Task objective: Only the lines from the one containing "point_to(query) locates a point on each instance of the shadow" through the end of the listing below belong in your answer; retype them exactly.

Records for this exercise:
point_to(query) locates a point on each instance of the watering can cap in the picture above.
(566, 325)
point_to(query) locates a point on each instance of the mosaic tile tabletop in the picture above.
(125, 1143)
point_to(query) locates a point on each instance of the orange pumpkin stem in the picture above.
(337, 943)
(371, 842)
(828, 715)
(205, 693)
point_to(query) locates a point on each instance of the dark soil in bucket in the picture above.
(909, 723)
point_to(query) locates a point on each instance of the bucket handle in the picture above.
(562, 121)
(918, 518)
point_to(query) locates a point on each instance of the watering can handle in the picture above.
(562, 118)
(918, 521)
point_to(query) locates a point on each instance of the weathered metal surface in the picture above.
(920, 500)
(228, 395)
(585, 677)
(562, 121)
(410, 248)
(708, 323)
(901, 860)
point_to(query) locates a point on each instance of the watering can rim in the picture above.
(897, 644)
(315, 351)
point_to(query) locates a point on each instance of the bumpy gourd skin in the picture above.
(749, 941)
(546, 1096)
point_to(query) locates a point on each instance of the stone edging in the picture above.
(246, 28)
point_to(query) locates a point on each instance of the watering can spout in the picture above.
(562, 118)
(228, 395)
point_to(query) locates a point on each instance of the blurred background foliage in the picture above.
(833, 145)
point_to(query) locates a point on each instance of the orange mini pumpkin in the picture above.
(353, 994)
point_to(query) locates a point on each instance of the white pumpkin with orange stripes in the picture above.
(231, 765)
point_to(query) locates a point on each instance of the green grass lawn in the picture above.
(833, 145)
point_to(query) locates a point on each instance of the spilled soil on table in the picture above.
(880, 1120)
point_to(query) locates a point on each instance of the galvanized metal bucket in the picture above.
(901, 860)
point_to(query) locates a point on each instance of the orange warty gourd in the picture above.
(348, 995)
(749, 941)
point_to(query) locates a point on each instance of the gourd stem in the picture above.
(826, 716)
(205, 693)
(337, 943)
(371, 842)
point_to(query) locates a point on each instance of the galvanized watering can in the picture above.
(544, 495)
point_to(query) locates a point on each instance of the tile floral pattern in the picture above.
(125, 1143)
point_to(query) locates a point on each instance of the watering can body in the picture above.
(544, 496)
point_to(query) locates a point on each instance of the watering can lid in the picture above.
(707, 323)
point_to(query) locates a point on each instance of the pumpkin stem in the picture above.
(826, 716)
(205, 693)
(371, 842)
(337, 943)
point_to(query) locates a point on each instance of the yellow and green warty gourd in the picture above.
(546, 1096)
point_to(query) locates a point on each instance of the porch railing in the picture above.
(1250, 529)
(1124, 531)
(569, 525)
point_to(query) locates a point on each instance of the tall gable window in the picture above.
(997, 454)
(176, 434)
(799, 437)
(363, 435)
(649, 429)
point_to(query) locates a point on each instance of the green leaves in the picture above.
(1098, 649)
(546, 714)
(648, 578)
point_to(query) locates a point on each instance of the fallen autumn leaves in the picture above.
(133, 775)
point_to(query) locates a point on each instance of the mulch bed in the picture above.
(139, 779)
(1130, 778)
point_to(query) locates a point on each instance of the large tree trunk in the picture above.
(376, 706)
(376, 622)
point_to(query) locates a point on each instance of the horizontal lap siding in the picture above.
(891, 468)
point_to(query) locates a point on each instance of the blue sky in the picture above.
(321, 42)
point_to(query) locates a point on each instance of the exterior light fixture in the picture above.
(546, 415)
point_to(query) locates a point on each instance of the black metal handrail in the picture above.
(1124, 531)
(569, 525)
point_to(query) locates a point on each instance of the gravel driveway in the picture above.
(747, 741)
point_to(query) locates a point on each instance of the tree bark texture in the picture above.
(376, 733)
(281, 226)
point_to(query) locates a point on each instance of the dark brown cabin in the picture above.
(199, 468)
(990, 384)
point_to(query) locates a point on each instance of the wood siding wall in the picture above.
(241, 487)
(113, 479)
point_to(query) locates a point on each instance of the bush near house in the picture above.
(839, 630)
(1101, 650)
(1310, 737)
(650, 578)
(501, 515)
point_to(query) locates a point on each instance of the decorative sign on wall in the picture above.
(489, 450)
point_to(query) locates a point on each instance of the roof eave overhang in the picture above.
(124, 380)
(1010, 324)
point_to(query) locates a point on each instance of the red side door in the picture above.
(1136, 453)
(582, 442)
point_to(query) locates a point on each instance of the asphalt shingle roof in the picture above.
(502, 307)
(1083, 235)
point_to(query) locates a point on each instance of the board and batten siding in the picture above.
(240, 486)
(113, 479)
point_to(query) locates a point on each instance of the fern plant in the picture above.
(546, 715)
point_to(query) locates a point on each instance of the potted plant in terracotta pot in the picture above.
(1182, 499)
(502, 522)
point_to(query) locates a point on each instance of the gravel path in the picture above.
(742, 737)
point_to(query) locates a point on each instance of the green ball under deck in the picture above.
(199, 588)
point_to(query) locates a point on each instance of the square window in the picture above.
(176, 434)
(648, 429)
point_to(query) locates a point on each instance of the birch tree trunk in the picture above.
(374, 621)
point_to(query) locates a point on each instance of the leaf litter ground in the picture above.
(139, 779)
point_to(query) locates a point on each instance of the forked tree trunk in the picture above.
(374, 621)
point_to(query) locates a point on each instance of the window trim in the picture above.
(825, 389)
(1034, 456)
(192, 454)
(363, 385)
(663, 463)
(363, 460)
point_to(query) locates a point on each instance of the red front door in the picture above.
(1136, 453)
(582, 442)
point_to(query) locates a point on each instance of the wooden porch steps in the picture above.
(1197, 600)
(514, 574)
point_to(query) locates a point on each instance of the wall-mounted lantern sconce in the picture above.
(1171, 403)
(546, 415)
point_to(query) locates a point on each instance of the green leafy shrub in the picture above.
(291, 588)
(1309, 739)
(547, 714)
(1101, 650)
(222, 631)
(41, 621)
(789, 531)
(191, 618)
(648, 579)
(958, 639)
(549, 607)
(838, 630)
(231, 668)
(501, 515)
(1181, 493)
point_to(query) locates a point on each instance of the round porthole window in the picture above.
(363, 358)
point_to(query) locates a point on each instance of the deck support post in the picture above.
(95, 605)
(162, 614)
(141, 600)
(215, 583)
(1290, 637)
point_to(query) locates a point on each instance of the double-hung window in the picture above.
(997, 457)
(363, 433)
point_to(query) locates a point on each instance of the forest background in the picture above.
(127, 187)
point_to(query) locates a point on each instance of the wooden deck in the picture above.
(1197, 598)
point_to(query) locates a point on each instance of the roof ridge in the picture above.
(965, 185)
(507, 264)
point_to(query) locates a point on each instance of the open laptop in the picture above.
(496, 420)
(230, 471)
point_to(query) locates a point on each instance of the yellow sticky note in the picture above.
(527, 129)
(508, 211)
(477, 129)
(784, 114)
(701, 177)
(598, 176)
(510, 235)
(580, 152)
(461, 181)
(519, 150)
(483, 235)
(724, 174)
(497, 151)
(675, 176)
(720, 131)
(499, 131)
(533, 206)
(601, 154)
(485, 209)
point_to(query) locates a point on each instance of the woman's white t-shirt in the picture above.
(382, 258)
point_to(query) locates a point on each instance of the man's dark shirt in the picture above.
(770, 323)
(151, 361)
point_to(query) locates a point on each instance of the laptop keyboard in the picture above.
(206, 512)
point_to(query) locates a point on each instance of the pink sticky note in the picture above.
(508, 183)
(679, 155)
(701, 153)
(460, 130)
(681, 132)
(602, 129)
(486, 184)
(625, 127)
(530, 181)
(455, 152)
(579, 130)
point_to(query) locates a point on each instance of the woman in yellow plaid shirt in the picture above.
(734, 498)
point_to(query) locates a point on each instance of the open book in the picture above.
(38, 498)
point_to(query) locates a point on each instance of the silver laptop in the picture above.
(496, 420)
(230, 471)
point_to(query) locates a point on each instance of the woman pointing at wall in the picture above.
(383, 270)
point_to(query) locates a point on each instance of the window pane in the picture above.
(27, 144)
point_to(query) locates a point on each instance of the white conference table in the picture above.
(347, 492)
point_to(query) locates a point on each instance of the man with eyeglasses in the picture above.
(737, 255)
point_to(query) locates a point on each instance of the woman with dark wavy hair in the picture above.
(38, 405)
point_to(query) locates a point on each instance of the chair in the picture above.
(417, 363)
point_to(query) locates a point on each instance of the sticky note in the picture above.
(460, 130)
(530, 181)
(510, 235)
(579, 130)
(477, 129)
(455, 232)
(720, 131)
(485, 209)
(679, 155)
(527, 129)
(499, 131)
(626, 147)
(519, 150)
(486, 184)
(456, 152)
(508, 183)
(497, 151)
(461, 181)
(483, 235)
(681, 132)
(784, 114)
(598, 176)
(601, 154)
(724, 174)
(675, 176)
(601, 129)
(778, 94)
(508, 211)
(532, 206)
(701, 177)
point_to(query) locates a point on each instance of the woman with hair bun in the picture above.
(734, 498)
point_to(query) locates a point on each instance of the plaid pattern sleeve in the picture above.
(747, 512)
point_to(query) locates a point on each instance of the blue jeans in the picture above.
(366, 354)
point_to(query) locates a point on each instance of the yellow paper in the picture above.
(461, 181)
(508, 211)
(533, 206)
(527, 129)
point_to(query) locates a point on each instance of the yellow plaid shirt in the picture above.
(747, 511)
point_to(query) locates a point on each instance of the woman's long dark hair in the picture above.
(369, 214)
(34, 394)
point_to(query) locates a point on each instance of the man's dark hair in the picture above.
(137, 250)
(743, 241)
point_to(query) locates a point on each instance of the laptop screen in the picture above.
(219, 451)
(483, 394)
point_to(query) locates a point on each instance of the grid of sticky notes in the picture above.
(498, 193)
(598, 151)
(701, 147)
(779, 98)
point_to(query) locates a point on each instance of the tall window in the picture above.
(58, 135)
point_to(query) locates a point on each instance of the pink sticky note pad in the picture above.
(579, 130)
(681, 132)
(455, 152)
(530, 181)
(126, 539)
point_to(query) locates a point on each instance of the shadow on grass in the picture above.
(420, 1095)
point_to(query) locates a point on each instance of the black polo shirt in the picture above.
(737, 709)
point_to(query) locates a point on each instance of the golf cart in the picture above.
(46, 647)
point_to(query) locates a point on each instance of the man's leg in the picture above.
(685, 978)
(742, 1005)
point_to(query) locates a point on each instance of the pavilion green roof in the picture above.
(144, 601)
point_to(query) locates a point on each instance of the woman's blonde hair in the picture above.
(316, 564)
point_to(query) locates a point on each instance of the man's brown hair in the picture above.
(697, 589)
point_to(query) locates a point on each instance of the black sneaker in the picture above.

Response:
point_to(query) locates a point on each instance of the shadow on grass in the picture above.
(420, 1095)
point_to(query) locates a point on each instance of the black polo shirt in the picture above.
(737, 709)
point_to(query) locates a point on each instance of the golf cart in the picture above.
(46, 647)
point_to(query) locates a point on each instance of the man's leg in the picture above.
(685, 978)
(742, 1005)
point_to(query) locates a point on each instance of the pavilion green roof in the picture above.
(144, 601)
point_to(query) locates a point on each instance of the woman's blonde hair in the picture above.
(316, 564)
point_to(query) locates a point on each instance of the man's brown hair in the picture above.
(697, 589)
point_to(query) locates a point on each instance of the black sneaker in the picture above.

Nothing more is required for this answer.